2007-08-29 Thread David Hazel
I've added bug #1930. I hope I've done it right, because even that procedure
isn't particularly clear.


-Original Message-
From: [EMAIL PROTECTED]
[mailto:[EMAIL PROTECTED] Behalf Of Eero Tamminen
Sent: 29 August 2007 10:40
To: ext [EMAIL PROTECTED]
Cc: maemo-developers@maemo.org
Subject: Re: Finding the mmc cards


Hi,

Please file a documentation bug into Maemo Bugzilla.  We need this
documented.  Handling of removable medias, especially with file systems
as easily corrupted as FAT, needs special care from applications
(stop using files when pre-unmount message is delivered on them so
that unmounts succeed, do better error handling etc.)


- Eero

ext [EMAIL PROTECTED] wrote:
 I agree that assuming mmc1 and mmc2 is potentially dangerous. In an answer
to my
 original question on this subject, someone suggested that mmc0 and mmc1
were the
 correct names, whereas in my Scratchbox environment they are mmc1 and
mmc2.

Given instruction
Carry on the mailing-list thread about locating the MMC cards, picking up right after its last sentence. The entries that follow come from a separate source.

[Object position labeling entries]

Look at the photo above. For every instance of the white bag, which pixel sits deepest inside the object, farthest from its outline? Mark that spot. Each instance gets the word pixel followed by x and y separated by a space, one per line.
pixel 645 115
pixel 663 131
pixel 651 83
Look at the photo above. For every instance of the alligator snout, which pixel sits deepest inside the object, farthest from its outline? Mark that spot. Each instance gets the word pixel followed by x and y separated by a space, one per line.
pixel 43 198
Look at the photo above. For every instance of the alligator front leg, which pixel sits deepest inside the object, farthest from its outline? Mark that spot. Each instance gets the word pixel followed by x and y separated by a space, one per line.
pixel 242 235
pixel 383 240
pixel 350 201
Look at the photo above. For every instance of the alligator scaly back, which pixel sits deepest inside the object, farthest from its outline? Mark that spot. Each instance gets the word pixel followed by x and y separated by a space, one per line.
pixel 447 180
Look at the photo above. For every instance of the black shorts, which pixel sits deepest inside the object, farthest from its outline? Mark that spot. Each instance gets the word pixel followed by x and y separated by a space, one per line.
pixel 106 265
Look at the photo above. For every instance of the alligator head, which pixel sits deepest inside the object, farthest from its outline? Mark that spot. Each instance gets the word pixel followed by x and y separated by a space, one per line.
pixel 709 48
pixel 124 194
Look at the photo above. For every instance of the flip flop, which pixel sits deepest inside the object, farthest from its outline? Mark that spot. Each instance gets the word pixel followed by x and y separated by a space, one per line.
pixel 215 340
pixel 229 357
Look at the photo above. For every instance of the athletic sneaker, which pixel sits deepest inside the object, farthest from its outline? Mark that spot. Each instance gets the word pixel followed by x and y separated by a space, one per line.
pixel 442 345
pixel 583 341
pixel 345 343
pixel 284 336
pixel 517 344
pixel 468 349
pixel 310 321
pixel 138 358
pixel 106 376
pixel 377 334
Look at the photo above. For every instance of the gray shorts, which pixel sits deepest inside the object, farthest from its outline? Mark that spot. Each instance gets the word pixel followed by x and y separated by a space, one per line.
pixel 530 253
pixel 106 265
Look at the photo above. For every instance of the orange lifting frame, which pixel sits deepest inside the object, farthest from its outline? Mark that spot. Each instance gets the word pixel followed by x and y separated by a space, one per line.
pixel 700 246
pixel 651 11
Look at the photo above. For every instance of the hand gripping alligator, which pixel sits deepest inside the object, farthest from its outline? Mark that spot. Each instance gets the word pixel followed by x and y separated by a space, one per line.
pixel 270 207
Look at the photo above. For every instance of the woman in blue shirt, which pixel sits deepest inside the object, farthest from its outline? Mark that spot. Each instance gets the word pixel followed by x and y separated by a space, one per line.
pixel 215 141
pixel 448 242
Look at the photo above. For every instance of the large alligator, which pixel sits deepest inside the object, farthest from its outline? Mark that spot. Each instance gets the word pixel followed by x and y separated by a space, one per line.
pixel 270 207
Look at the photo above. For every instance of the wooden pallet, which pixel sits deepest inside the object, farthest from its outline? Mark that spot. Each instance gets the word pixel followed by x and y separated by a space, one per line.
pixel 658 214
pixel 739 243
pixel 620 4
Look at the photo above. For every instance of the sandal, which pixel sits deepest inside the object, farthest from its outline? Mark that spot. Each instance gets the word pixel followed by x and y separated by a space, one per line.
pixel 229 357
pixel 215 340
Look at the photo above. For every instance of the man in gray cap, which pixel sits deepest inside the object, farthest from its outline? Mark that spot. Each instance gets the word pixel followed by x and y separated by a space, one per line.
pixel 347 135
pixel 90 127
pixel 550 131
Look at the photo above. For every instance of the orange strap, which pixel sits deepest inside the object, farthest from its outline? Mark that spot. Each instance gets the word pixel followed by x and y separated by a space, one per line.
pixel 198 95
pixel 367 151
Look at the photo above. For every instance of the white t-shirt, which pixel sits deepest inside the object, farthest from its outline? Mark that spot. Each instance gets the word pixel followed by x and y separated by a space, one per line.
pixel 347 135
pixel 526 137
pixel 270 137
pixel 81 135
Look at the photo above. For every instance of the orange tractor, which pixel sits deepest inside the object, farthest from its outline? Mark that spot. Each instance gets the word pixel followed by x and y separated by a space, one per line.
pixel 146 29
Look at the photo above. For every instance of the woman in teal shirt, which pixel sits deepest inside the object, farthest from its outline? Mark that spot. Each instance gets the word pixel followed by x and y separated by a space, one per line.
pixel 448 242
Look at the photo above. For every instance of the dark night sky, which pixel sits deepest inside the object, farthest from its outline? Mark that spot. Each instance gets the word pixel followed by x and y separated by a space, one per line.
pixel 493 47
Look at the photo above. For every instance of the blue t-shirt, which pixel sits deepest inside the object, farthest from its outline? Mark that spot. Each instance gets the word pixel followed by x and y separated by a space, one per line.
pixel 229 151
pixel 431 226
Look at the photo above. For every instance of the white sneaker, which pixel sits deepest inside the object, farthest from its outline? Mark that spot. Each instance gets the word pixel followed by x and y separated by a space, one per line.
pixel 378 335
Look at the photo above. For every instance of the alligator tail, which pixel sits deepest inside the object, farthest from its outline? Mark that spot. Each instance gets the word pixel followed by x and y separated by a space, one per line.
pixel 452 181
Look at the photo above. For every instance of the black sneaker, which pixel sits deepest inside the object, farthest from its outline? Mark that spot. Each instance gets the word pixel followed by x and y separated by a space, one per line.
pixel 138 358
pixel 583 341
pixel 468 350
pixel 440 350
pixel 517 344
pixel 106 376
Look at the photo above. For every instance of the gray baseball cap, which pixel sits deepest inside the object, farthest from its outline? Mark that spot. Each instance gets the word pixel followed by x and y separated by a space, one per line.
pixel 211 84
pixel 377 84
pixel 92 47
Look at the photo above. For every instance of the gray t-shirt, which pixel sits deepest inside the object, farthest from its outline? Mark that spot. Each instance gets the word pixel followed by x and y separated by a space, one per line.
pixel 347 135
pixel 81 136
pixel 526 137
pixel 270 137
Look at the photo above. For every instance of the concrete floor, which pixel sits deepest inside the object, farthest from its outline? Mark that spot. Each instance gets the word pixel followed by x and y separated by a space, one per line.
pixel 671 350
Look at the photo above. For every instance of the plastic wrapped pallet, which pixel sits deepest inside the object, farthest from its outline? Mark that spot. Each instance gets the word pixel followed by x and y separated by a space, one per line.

Reply
 Consequently, when I was implementing a scan for memory cards, I opted to
look
 in the /media folder for files whose names begin mmc, and to assume that
any
 such file I find might be a memory card. This appears to work (in the
 test/development environment), but personally I hate making those kinds of
 assumptions. I would far rather have a definitive statement from someone
to the
 effect that if you do X, this will guarantee to find the memory cards and
 nothing else. For me, this is particularly important, as my application
will be
 sold commercially and needs to work under all circumstances.


 David Hazel



   After our thread some weeks ago regarding reading the serial number
from a
 MMC card, I've since implemented detection of the MMC card's presence by
the
 existence of those same files.  I know my solution works on my device
perfectly.

 I figure it's probably a bad decision, because the architecture could
change
 somewhat with the next hardware or software release.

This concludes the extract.